*Aim of the task*.
Can you reproduce, word for word, the data from the line containing "shirt, one per animal or object that matches." through the end of the data, with both ends included?

*Named object pointing entries*.
================================
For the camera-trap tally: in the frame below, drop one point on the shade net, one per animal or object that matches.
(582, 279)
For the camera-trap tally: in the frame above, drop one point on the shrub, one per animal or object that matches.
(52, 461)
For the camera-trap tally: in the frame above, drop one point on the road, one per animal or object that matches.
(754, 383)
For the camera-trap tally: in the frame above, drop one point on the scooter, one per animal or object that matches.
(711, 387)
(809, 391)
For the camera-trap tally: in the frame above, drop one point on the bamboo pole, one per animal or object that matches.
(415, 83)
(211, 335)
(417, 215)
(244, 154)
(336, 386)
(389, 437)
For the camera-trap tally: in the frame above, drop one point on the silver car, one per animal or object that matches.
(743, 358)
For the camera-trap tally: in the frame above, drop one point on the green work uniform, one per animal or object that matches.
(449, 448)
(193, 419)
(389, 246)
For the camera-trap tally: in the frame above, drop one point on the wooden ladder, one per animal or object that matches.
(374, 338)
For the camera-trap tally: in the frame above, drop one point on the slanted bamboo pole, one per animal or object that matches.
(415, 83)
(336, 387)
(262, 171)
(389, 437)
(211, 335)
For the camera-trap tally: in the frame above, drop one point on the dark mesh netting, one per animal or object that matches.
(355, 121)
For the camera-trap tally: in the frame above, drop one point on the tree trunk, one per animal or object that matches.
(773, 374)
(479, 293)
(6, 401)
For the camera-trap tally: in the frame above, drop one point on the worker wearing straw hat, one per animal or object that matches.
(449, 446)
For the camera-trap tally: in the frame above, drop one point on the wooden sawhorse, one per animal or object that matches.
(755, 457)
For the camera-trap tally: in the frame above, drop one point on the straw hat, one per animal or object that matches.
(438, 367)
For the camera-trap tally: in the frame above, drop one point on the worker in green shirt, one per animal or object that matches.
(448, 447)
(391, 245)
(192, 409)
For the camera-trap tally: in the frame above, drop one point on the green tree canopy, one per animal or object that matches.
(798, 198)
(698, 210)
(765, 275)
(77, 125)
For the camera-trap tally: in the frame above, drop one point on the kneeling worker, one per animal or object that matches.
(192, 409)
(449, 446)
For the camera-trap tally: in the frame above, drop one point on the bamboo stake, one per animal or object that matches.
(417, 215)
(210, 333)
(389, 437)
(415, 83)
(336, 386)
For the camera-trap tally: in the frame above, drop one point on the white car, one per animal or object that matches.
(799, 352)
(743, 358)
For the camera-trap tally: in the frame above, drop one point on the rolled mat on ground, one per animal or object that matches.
================================
*Result of this exercise*.
For the camera-trap tally: in the frame above, drop one point on the worker in green shirt, one per animal or object that matches.
(448, 447)
(391, 245)
(192, 409)
For the camera-trap tally: in the frame above, drop one point on the green tree canopy, one per animal or object that matches.
(798, 198)
(698, 210)
(765, 275)
(77, 125)
For the camera-trap tally: in the frame above, drop one point on the kneeling worker, one per animal or object that matches.
(192, 409)
(449, 446)
For the camera-trap tally: in the frame above, drop one point on the bamboo stake, one per animal or object that matches.
(417, 215)
(210, 333)
(389, 437)
(415, 83)
(336, 386)
For the camera-trap tally: in the frame above, drop one point on the white car, one per animal or object that matches.
(799, 352)
(743, 358)
For the camera-trap tally: in the frame above, drop one point on the rolled mat on ground, one per animal or object that matches.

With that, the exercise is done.